# [DIRECTIONS]
Set down exactly, from the records below, the line with "Every <instance> block targets" through the line with "box: [0, 450, 71, 493]", and nothing else.

# [Stored records]
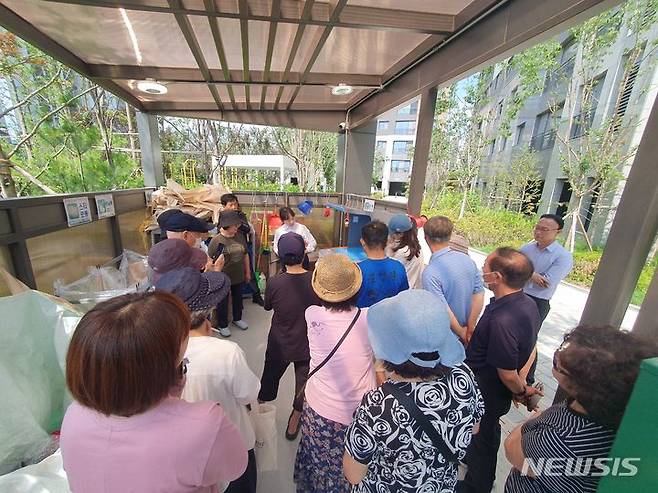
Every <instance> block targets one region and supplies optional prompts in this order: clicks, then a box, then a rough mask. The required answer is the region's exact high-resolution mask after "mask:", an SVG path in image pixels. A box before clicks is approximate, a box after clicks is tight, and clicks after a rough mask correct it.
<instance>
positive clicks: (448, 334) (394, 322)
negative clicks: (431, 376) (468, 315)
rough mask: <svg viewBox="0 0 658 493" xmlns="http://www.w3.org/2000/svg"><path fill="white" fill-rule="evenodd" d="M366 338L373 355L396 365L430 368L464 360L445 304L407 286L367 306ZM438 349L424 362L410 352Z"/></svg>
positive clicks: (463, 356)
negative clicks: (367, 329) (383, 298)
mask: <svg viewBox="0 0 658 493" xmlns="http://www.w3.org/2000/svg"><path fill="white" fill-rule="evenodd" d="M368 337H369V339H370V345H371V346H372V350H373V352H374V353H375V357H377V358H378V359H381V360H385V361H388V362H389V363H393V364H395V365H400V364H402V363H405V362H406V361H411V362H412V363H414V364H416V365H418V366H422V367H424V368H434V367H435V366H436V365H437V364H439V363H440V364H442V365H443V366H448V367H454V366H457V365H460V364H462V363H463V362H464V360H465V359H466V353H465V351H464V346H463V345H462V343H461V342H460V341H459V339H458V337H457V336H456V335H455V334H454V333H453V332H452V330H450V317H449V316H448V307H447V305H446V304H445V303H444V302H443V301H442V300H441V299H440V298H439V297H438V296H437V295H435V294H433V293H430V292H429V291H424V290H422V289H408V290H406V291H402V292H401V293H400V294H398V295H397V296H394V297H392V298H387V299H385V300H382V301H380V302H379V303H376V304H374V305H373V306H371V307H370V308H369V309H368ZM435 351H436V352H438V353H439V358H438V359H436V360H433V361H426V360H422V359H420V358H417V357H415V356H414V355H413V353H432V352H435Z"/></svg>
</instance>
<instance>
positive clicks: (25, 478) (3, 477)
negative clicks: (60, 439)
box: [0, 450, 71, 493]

...

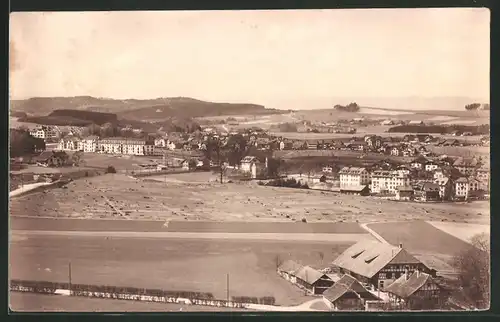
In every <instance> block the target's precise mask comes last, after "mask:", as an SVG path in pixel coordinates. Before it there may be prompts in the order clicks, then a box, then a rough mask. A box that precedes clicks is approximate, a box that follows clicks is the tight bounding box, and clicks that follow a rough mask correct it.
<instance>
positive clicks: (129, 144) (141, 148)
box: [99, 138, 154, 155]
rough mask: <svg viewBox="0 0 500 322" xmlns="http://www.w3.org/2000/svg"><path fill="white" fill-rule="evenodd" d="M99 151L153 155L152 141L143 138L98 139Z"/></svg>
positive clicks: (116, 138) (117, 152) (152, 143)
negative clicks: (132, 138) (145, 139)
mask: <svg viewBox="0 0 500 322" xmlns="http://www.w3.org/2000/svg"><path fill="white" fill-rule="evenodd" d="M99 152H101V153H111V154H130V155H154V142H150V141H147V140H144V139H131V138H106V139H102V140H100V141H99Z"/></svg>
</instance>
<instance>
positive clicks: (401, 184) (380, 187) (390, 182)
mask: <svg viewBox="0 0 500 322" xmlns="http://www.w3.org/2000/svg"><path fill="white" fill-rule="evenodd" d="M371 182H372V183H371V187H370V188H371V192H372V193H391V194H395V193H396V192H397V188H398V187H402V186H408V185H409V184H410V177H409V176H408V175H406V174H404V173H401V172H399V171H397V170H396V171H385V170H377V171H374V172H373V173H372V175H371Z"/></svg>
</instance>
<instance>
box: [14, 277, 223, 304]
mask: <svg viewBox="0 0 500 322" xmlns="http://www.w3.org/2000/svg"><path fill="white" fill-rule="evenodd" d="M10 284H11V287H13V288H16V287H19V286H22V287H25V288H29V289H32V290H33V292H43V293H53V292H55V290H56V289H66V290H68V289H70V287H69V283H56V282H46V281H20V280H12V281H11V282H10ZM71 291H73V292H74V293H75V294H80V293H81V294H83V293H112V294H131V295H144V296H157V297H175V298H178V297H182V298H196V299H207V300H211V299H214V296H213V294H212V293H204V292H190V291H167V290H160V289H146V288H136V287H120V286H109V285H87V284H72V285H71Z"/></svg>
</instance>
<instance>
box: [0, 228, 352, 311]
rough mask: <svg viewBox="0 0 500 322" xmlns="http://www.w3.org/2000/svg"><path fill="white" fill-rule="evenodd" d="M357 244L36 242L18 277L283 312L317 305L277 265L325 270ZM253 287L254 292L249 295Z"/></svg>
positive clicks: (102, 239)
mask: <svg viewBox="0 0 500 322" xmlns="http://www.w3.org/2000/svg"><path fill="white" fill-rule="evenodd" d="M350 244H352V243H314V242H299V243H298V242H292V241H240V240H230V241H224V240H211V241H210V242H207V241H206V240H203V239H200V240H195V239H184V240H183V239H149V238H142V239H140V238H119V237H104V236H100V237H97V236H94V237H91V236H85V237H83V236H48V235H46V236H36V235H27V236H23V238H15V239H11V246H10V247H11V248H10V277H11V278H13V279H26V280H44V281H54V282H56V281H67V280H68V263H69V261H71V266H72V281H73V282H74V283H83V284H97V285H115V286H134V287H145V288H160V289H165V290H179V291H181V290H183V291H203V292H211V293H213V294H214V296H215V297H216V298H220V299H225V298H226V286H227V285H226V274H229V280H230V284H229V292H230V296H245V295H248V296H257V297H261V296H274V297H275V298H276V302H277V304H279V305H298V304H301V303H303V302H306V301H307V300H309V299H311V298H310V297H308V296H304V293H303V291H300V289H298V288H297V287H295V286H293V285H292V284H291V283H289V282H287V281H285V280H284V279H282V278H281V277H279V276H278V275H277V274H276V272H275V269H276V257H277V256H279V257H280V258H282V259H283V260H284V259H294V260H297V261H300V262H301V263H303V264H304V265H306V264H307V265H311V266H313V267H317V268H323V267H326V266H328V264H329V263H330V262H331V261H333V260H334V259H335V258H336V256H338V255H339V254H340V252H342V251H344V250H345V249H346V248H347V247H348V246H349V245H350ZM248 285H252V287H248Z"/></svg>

# [OUTPUT]
Every <instance> block targets one region and supplies optional prompts in this order: clicks, then a box, then a rough mask. The required answer is the region's exact high-resolution mask after "mask:", an SVG path in image pixels. A box before clicks is approximate, a box after clicks is tight, and clicks after a rough mask correct it.
<instance>
positive clicks: (448, 334) (394, 322)
negative clicks: (431, 376) (468, 315)
rough mask: <svg viewBox="0 0 658 493" xmlns="http://www.w3.org/2000/svg"><path fill="white" fill-rule="evenodd" d="M366 338L373 355L396 365L430 368L464 360L445 304L407 286L367 306ZM438 349L424 362L410 352Z"/></svg>
positive clicks: (463, 356)
negative clicks: (367, 329) (383, 298)
mask: <svg viewBox="0 0 658 493" xmlns="http://www.w3.org/2000/svg"><path fill="white" fill-rule="evenodd" d="M368 337H369V339H370V345H371V346H372V350H373V352H374V353H375V357H377V358H378V359H381V360H385V361H388V362H389V363H393V364H395V365H400V364H402V363H405V362H406V361H411V362H412V363H414V364H416V365H418V366H422V367H424V368H434V367H435V366H436V365H437V364H439V363H440V364H442V365H443V366H448V367H454V366H457V365H460V364H462V363H463V362H464V360H465V359H466V353H465V351H464V346H463V345H462V343H461V342H460V341H459V339H458V337H457V336H456V335H455V334H454V333H453V332H452V330H450V317H449V316H448V307H447V305H446V304H445V303H444V302H443V301H442V300H441V299H440V298H439V297H438V296H437V295H435V294H433V293H430V292H429V291H424V290H422V289H408V290H406V291H402V292H401V293H400V294H398V295H397V296H394V297H392V298H387V299H385V300H382V301H380V302H379V303H376V304H374V305H373V306H371V307H370V308H369V309H368ZM435 351H436V352H438V353H439V358H438V359H436V360H433V361H426V360H422V359H420V358H417V357H415V356H414V355H413V353H432V352H435Z"/></svg>
</instance>
<instance>
positive clicks: (25, 478) (3, 477)
negative clicks: (60, 439)
box: [0, 450, 71, 493]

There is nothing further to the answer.